____ Recorded information
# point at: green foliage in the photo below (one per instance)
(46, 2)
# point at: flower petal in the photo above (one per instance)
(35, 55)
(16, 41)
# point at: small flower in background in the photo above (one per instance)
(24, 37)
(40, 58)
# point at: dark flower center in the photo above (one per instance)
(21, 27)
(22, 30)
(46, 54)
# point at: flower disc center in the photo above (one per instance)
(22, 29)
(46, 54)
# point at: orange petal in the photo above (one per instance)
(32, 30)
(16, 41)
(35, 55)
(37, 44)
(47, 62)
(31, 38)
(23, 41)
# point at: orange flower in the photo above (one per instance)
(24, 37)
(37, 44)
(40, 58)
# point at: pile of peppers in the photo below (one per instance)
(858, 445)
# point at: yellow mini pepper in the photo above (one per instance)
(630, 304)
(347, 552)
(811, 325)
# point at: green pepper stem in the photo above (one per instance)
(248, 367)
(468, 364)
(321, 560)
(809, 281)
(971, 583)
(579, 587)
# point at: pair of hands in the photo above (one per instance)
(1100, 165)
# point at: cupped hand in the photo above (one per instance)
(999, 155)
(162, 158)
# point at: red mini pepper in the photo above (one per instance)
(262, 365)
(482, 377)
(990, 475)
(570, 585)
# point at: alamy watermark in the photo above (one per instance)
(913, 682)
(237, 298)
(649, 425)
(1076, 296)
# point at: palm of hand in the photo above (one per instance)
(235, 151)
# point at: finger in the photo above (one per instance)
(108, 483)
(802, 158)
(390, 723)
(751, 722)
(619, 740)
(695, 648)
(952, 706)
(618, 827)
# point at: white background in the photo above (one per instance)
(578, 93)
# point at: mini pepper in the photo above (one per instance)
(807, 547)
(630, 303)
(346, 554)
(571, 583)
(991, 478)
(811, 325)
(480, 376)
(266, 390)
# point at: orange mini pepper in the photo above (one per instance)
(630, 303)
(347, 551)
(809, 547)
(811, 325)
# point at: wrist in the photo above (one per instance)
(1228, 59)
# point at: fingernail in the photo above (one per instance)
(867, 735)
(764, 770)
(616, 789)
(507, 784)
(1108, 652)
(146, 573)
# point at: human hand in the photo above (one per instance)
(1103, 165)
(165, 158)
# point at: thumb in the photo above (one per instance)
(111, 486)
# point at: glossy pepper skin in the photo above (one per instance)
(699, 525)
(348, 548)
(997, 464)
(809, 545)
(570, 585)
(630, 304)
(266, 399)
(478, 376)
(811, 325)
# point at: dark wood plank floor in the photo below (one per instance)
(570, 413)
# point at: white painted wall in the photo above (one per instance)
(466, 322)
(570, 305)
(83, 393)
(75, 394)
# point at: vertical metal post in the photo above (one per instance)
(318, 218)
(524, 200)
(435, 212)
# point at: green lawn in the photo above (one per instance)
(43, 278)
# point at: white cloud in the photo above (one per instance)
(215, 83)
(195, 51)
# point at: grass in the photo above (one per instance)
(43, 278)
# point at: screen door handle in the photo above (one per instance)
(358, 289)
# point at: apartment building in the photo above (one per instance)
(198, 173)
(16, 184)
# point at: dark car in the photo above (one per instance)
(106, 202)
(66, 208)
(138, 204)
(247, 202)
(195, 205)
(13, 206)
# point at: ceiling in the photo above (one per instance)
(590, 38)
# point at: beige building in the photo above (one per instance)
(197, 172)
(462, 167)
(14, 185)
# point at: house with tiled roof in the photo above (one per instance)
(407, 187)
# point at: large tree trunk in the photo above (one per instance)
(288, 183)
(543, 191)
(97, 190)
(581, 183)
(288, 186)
________
• What the exercise asks: Emit the full listing verbatim.

• Expected answer:
# point at: green foliage in the photo below (one per instance)
(46, 2)
# point at: flower petal in the photo above (one per instance)
(35, 55)
(16, 41)
# point at: small flower in background in the photo above (one per instance)
(24, 37)
(40, 58)
# point at: dark flower center in the photo above (one per instance)
(21, 27)
(22, 30)
(46, 54)
# point at: flower disc center in the photo above (one per instance)
(22, 29)
(46, 54)
# point at: orange petal in the photo above (one per instance)
(32, 30)
(16, 41)
(35, 55)
(37, 44)
(47, 62)
(31, 38)
(23, 41)
# point at: orange flower in the photo above (one per instance)
(24, 37)
(37, 44)
(40, 58)
# point at: pile of peppers in the photo below (one per instance)
(858, 445)
# point at: yellow mini pepper in the photo above (one per instance)
(630, 304)
(347, 552)
(811, 325)
# point at: green pepper stem in the photo above (one per instance)
(248, 367)
(468, 364)
(321, 560)
(809, 281)
(971, 583)
(579, 587)
# point at: pair of hands in the photo above (one per instance)
(1100, 165)
# point at: cupped hand in the photo above (one per instance)
(999, 155)
(162, 158)
# point at: red mini pepper in the photo above (one per instance)
(262, 365)
(482, 377)
(990, 475)
(570, 585)
# point at: alamy watermark in the photo above (one per instance)
(913, 682)
(237, 298)
(649, 425)
(1076, 296)
# point at: palm of hand in the photo above (one per instance)
(235, 151)
# point at: finger in the photo above (one per instance)
(108, 483)
(802, 158)
(390, 723)
(751, 722)
(619, 740)
(695, 648)
(952, 706)
(618, 827)
# point at: white background in the photo above (one per instance)
(578, 93)
# point at: mini pepper in the photo above (one per instance)
(807, 547)
(630, 303)
(346, 554)
(571, 583)
(991, 478)
(811, 325)
(480, 376)
(266, 390)
# point at: orange mini pepper in the photo above (one per instance)
(630, 303)
(347, 551)
(809, 547)
(811, 325)
# point at: wrist in the photo above (one per instance)
(1228, 59)
# point at: fingernail in the photo above (one per instance)
(867, 735)
(764, 770)
(616, 789)
(507, 784)
(1108, 652)
(146, 573)
# point at: human hand in the photo above (one per instance)
(1103, 165)
(165, 158)
# point at: thumb in the photo above (one per instance)
(111, 486)
# point at: glossy pepper skin in the photo above (one per instance)
(699, 525)
(348, 548)
(997, 464)
(809, 545)
(570, 585)
(630, 304)
(266, 399)
(478, 376)
(811, 325)
# point at: dark wood plank floor in the photo below (one per instance)
(570, 413)
# point at: white painted wall in the photo above (one per instance)
(466, 322)
(570, 305)
(83, 393)
(75, 394)
# point at: vertical metal post in the photo above (one per instance)
(318, 218)
(524, 200)
(435, 212)
# point at: green lawn in the photo above (one per instance)
(43, 278)
# point at: white cloud in the photo above (one per instance)
(215, 83)
(195, 51)
# point at: grass in the photo above (one per instance)
(43, 278)
# point at: screen door handle in the photo above (one per instance)
(358, 289)
# point at: apartment building in the photo above (one per instance)
(198, 173)
(16, 184)
# point at: dark car in the photo above (one per instance)
(106, 202)
(66, 208)
(138, 204)
(247, 202)
(195, 205)
(13, 206)
# point at: ceiling in the photo above (one per instance)
(590, 38)
# point at: beige building in the photo above (one per instance)
(197, 172)
(462, 167)
(14, 185)
# point at: house with tiled roof in the photo above (one per instance)
(407, 187)
# point at: large tree trunk in the photo above (one per instance)
(288, 183)
(543, 191)
(97, 190)
(581, 183)
(288, 186)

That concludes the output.